→ **INSTRUCTIONS TO FOLLOW**
In the passage below about the term NPC, where is Bob Bicknell-Knight's exhibition 'Non-Player Character' being held?

→ **EXCERPT TO READ**
--
NPC (now the Internet’s favourite insult ) refers to the pre-programmed characters in video games that can only engage with the player through a limited number of catchphrases. And although actual NPCs vary from canine companions to fantastic creatures, the term is usually applied to dull, insignificant and highly predictable people. Putting aside its misanthropy, this meme unintentionally captures the essence of Friedrich Nietzsche’s philosophical attitude to his prophesied last man (in German Letzter Mensch), a type of abstract person who only seeks passive comfort and routine. Our own behaviour, as exhibition visitors, in the eyes of the artists, probably resembles that of non-player characters: we often move aimlessly through the space, lingering in front of some of the artworks, completely ignoring others, engaging in small talk with other exhibition-goers, and yet somehow repeating the same buzzwords and opinions. This personal experience becomes highly universal and duplicable, as is the case in the exhibition ‘Non-Player Character’ by Bob Bicknell-Knight at the KCCC Exhibition Hall (curated by Off Site Project).
--
→ **MATERIAL**
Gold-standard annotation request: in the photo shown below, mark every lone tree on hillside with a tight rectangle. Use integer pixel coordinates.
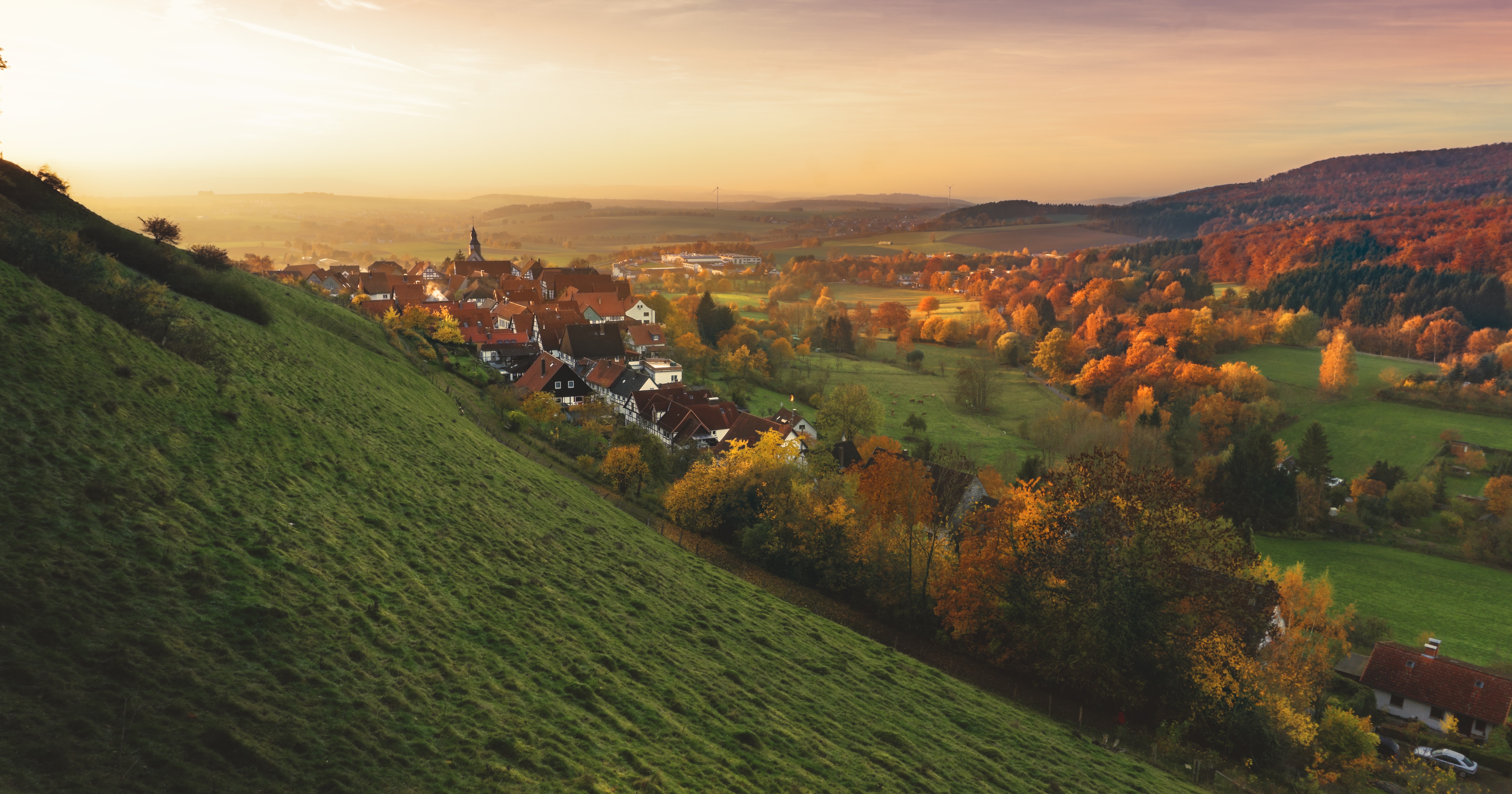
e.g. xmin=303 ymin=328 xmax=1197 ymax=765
--
→ **WRITTEN RESPONSE**
At the KCCC Exhibition Hall.